TASK INPUTS >>
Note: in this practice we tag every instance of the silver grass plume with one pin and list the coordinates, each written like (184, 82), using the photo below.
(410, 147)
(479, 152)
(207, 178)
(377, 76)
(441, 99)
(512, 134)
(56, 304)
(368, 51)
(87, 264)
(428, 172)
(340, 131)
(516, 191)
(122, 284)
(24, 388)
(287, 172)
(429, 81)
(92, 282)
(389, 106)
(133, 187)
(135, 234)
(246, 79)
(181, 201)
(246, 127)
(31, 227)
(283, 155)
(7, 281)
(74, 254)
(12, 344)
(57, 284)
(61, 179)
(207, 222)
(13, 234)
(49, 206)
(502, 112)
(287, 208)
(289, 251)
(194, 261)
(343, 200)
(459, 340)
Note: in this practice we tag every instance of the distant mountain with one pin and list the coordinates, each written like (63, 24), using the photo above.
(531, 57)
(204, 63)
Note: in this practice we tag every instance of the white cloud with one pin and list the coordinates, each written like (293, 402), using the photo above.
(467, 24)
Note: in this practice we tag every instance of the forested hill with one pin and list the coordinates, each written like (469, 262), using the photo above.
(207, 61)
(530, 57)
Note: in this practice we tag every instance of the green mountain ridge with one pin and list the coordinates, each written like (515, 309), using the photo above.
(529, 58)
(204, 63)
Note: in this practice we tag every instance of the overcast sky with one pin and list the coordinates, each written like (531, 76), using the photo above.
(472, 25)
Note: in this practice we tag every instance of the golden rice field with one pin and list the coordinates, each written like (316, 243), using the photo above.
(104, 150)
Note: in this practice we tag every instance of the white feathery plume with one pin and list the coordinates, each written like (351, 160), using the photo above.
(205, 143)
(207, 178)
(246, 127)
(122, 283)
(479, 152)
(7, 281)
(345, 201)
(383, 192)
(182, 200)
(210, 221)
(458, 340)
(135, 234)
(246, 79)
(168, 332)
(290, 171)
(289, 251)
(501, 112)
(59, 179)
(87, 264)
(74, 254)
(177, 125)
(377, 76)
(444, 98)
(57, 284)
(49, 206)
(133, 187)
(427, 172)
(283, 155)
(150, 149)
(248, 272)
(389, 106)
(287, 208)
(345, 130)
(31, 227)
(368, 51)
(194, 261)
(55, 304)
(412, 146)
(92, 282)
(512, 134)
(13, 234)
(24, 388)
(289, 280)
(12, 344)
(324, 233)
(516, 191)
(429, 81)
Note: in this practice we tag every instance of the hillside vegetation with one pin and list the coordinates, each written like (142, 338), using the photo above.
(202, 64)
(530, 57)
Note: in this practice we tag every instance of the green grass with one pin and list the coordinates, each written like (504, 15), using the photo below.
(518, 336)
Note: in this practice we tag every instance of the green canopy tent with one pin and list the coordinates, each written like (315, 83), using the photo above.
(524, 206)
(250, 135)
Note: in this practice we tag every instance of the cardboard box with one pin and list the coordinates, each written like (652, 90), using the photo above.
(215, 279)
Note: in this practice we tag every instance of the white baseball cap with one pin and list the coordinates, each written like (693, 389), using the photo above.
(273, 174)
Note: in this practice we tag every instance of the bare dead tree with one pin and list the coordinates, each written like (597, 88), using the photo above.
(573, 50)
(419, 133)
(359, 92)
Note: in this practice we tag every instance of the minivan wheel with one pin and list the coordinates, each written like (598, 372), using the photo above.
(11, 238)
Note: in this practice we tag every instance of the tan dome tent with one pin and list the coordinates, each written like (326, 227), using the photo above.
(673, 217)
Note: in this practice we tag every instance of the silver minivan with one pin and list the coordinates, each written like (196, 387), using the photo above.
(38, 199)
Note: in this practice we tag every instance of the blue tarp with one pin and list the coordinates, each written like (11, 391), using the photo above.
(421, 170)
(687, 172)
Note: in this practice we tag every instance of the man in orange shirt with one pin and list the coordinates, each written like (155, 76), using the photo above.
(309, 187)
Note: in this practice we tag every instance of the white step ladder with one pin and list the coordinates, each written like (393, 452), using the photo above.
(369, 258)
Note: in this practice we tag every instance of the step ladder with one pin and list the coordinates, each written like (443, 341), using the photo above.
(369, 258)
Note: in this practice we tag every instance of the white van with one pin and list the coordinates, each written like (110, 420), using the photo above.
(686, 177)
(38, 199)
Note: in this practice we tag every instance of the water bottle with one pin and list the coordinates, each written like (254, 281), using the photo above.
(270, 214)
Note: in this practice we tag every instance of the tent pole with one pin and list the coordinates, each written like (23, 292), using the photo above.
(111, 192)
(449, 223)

EXERCISE GOAL >>
Extract every row above and reproduce each one verbatim, in its original order.

EXERCISE ANSWER >>
Note: in this practice we tag every instance of the silver grass plume with one pin and list the coordinates, each written like (184, 82), using the photo below.
(410, 147)
(479, 152)
(207, 178)
(377, 76)
(441, 99)
(512, 134)
(56, 304)
(368, 51)
(87, 264)
(428, 172)
(340, 131)
(516, 191)
(122, 284)
(24, 388)
(287, 172)
(429, 81)
(92, 282)
(389, 106)
(133, 187)
(135, 234)
(246, 79)
(181, 201)
(246, 127)
(31, 227)
(283, 155)
(7, 281)
(74, 254)
(12, 344)
(57, 284)
(61, 179)
(207, 222)
(13, 234)
(49, 206)
(502, 112)
(287, 208)
(289, 251)
(194, 261)
(343, 200)
(459, 340)
Note: in this practice we tag every instance of the distant mountain with one pin and list the coordinates, each written like (63, 24), using the photo above.
(531, 57)
(204, 63)
Note: in this practice we tag every instance of the white cloud with one pin and list the coordinates, each written like (293, 402), using the photo above.
(467, 24)
Note: in this practice we tag every instance of the forested hill with one pin and list the coordinates, each written like (469, 262), using the photo above.
(207, 61)
(530, 57)
Note: in this practice we tag every instance of the green mountain ridge with one pin and list the coordinates, each written like (515, 309), using the photo above.
(529, 58)
(204, 63)
Note: in this practice we tag every instance of the overcast sky with one pin and list the coordinates, each written like (531, 76), using the photo above.
(472, 25)
Note: in this practice we tag every instance of the golden rice field with one pin and list the coordinates, each written like (316, 243), using the photo above.
(104, 150)
Note: in this practice we tag every instance of the white feathery plume with one pin and list the coordinates, each written like (351, 160), using the photo above.
(205, 143)
(207, 178)
(246, 127)
(122, 283)
(479, 152)
(7, 281)
(345, 201)
(383, 192)
(182, 200)
(210, 221)
(458, 340)
(135, 234)
(246, 79)
(168, 332)
(290, 171)
(289, 251)
(501, 112)
(59, 179)
(87, 264)
(74, 254)
(177, 125)
(377, 76)
(444, 98)
(57, 284)
(49, 206)
(133, 187)
(427, 172)
(283, 155)
(150, 149)
(248, 272)
(389, 106)
(287, 208)
(345, 130)
(31, 227)
(368, 51)
(194, 261)
(55, 304)
(412, 146)
(92, 282)
(512, 134)
(13, 234)
(24, 388)
(289, 280)
(12, 344)
(324, 233)
(516, 191)
(429, 81)
Note: in this practice we tag every instance of the hillside vegetation with one pin and list the coordinates, each written like (142, 338), using the photo above.
(202, 64)
(530, 57)
Note: in this practice we tag every instance of the green grass with one pin and list the coordinates, each written like (504, 15), using the photo below.
(518, 336)
Note: in this practice we tag every instance of the green canopy tent with one pin and list the coordinates, each written like (315, 83), using the photo above.
(524, 206)
(250, 135)
Note: in this practice we tag every instance of the cardboard box with one pin and list the coordinates, each written like (652, 90), using the photo above.
(215, 279)
Note: in this practice we tag every instance of the white baseball cap with one pin and list the coordinates, each written like (693, 389), using the photo above.
(273, 174)
Note: in this practice we tag every instance of the bare dead tree with one pin and list the coordinates, each written like (597, 88), using the photo above.
(573, 50)
(419, 133)
(359, 92)
Note: in this practice we tag every instance of the minivan wheel with one pin and list the coordinates, each written like (598, 372), using the photo above.
(11, 238)
Note: in this practice we tag every instance of the tan dome tent with one pin and list the coordinates, each written like (326, 227), using the photo above.
(673, 217)
Note: in this practice we tag every instance of the silver minivan with one pin and list the coordinates, each written like (196, 387), using the photo above.
(38, 199)
Note: in this practice we tag every instance of the blue tarp with one pin and list the coordinates, each written like (11, 391), using the photo above.
(421, 170)
(687, 172)
Note: in this practice we tag every instance of the man in orange shirt with one pin and list the coordinates, each written like (155, 76), using the photo above.
(309, 187)
Note: in this practice we tag every instance of the white step ladder with one pin and list the coordinates, each written like (393, 452), using the photo above.
(369, 258)
Note: in this practice we tag every instance of the step ladder with one pin and list the coordinates, each written like (443, 341), using the photo above.
(369, 258)
Note: in this practice we tag every instance of the white van with one pin and list the coordinates, each written like (110, 420), using the photo above.
(686, 177)
(38, 199)
Note: in this practice we tag every instance of the water bottle with one pin and list the coordinates, each written like (254, 281), using the photo above.
(270, 214)
Note: in this practice we tag every instance of the tent pole with one pin and list the coordinates, each written like (23, 292), using the photo above.
(111, 192)
(449, 223)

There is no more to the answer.